◆ **Excerpts of location-labeling data**
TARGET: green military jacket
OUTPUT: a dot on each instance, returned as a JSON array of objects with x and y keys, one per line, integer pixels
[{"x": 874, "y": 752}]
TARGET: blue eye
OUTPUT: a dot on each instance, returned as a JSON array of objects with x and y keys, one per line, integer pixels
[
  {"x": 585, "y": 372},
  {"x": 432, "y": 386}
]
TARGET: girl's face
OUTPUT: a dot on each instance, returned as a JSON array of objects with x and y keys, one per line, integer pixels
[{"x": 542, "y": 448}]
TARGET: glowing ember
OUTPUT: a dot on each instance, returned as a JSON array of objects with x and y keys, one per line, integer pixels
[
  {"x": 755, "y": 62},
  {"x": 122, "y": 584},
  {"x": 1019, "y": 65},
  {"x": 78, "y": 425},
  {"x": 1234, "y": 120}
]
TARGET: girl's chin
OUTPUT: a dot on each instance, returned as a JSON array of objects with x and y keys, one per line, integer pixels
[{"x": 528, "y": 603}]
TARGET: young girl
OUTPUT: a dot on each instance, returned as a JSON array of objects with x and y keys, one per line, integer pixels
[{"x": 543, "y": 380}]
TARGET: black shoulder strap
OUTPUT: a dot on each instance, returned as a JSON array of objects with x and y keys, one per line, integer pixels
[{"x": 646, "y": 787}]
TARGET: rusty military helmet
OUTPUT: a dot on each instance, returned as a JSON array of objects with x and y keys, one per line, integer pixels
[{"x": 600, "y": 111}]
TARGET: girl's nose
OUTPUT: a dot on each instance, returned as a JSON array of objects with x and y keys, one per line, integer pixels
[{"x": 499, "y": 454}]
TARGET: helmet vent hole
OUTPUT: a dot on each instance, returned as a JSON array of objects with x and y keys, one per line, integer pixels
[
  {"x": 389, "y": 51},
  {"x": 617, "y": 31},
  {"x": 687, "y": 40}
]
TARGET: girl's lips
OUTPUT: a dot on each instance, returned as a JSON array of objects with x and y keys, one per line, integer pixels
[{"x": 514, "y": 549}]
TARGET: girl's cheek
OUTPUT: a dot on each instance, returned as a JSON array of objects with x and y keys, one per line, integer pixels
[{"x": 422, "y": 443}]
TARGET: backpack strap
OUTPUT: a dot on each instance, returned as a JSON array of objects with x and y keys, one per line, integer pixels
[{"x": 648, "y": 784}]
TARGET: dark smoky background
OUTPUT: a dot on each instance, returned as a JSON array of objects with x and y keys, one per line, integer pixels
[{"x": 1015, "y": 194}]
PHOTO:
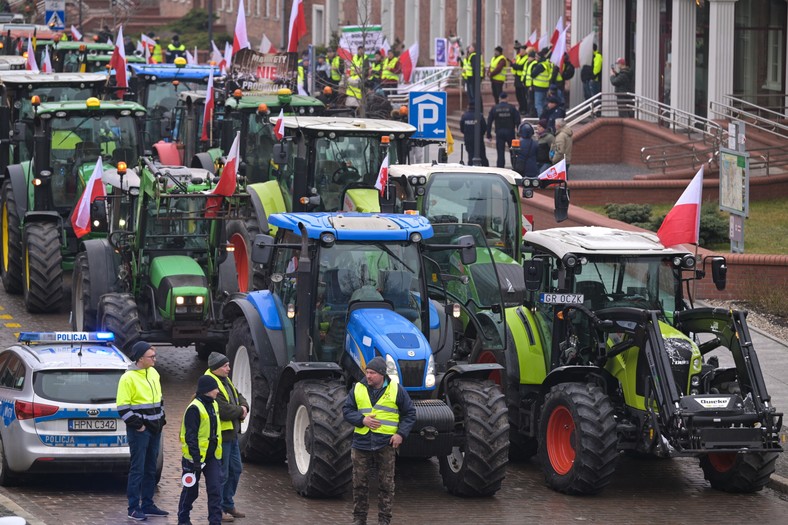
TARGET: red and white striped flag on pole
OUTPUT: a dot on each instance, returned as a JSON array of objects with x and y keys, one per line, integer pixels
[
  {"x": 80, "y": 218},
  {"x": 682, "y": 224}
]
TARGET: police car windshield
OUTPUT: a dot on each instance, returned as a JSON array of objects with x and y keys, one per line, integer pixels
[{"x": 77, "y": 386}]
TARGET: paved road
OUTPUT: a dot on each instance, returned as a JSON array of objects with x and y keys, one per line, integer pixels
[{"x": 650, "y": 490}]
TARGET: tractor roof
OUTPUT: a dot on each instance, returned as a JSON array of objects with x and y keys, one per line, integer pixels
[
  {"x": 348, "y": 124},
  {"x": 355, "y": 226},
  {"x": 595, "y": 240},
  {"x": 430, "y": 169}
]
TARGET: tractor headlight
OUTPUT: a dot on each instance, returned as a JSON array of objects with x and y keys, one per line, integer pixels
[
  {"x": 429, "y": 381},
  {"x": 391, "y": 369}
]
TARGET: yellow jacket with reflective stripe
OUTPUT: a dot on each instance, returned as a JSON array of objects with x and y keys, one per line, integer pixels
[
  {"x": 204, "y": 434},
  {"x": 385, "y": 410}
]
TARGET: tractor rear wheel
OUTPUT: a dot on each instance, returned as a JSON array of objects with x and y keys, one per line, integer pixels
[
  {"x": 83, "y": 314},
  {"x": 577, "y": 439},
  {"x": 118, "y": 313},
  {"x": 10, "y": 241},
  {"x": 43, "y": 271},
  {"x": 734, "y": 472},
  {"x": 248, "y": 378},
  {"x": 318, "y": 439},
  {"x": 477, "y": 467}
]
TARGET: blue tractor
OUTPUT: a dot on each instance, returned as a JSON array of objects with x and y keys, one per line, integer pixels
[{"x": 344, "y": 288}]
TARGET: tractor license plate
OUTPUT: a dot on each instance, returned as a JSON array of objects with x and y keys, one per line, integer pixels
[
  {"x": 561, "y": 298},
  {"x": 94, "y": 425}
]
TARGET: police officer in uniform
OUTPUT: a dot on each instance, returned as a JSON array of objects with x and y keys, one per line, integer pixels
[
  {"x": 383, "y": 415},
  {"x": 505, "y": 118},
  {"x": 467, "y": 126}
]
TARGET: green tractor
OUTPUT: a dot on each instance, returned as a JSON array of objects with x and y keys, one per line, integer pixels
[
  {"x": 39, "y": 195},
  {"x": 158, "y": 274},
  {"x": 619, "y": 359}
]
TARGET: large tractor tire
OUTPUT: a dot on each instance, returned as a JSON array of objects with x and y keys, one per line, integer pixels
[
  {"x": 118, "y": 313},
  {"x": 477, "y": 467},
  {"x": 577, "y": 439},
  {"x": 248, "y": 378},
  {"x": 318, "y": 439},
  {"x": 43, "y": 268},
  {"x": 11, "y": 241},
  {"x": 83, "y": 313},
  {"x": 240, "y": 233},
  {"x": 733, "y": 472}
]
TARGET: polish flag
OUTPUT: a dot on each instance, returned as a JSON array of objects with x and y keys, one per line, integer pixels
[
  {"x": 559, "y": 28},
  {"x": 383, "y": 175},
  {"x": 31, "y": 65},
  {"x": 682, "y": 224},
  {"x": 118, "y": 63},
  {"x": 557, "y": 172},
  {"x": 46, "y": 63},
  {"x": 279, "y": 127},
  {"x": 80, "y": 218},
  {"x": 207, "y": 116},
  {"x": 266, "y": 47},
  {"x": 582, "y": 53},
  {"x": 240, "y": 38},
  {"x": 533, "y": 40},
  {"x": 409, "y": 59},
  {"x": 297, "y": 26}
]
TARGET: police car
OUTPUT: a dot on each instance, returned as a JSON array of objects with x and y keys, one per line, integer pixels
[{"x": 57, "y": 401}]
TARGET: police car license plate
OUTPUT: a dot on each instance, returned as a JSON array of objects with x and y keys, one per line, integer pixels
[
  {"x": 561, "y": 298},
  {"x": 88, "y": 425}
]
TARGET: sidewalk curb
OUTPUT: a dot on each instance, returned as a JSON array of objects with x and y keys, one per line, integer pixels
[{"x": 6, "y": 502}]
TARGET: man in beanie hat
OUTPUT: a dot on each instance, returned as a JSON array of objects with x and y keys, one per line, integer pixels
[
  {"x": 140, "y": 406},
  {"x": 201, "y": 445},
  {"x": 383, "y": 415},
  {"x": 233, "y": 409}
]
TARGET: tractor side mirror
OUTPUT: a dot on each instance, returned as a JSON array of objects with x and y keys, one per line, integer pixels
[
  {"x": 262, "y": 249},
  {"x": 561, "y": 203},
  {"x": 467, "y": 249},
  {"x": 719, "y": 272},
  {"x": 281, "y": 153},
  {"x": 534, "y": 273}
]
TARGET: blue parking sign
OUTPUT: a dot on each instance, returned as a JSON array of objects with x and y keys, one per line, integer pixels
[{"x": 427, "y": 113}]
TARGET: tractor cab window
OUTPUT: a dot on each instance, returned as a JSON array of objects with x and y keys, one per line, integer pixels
==
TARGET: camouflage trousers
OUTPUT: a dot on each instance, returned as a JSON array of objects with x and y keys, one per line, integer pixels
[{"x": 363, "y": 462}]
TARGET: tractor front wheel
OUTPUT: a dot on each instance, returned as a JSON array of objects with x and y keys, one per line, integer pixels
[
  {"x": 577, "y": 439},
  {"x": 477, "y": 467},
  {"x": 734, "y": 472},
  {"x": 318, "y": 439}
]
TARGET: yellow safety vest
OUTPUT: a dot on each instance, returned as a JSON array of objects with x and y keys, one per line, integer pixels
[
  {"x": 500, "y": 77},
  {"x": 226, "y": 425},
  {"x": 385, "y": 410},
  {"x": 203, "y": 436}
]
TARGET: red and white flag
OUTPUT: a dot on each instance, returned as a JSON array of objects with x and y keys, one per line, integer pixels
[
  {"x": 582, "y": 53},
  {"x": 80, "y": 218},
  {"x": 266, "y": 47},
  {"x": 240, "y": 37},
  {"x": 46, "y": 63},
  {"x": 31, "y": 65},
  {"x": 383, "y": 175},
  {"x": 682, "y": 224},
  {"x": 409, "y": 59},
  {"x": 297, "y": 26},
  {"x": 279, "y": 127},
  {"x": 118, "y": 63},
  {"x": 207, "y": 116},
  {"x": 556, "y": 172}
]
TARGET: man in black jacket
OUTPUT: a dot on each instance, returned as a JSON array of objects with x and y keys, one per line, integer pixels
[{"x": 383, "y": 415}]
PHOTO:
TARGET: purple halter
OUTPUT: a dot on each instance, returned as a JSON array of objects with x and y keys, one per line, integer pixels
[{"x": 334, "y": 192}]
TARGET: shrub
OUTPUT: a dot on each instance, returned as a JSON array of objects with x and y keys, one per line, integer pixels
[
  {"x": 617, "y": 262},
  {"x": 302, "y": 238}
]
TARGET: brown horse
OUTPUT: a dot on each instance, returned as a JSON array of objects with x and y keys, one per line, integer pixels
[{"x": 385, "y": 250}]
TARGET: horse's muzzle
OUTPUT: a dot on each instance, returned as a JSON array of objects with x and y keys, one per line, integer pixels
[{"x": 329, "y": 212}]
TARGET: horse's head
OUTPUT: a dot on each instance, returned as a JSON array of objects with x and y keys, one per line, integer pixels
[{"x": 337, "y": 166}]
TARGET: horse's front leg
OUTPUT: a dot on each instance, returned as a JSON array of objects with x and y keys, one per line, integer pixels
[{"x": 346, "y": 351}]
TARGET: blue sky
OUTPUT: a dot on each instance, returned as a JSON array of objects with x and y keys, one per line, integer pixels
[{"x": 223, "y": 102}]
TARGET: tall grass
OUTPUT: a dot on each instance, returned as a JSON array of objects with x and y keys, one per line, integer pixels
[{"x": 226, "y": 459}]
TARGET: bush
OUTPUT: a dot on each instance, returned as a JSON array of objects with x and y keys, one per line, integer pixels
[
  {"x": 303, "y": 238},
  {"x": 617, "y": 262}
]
--
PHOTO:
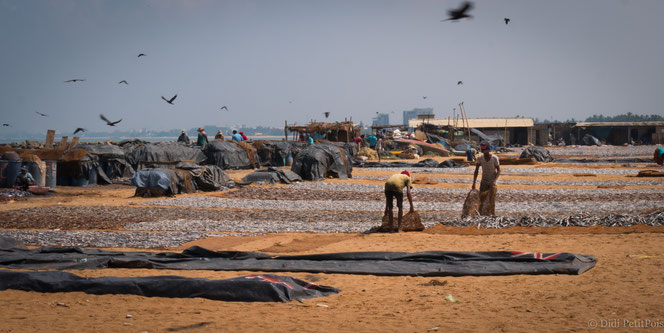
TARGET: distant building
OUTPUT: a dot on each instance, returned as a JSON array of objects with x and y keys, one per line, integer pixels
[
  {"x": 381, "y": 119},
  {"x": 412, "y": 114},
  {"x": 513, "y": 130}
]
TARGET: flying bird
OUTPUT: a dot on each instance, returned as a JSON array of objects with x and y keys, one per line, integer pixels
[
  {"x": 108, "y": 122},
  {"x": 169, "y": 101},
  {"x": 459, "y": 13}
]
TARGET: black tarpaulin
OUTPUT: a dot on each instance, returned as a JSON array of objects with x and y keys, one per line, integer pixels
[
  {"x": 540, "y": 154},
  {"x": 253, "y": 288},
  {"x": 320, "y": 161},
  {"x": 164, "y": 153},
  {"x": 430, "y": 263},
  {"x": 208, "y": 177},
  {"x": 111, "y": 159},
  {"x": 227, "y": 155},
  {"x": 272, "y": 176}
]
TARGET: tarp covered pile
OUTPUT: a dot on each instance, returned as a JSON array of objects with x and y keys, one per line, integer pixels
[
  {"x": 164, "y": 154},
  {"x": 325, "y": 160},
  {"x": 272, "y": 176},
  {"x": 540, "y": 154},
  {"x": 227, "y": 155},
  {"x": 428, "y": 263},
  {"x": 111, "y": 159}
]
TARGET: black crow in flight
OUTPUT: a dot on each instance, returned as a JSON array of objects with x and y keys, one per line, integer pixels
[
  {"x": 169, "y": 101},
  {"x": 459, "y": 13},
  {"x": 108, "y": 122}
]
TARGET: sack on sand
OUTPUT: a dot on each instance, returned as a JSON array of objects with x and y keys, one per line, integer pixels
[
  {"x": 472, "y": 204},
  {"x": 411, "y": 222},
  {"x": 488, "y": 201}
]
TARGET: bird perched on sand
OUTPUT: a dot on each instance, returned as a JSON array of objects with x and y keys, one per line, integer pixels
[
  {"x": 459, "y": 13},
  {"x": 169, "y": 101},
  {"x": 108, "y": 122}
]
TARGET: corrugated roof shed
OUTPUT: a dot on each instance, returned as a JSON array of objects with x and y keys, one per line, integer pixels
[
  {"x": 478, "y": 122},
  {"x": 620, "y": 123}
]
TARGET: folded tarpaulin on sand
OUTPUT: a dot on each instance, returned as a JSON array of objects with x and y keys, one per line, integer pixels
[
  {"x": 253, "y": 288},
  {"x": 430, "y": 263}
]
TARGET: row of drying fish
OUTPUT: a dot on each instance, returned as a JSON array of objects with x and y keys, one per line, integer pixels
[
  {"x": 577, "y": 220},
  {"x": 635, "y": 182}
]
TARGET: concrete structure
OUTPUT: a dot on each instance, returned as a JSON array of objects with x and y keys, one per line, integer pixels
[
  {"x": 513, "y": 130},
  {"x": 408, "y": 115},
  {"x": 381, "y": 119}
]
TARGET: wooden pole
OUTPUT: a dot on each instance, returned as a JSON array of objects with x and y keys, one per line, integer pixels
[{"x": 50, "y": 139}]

◆ **Short task**
Count the lines in the items that contain the string "horse", with case counting. Give only the number.

◆ **Solution below**
4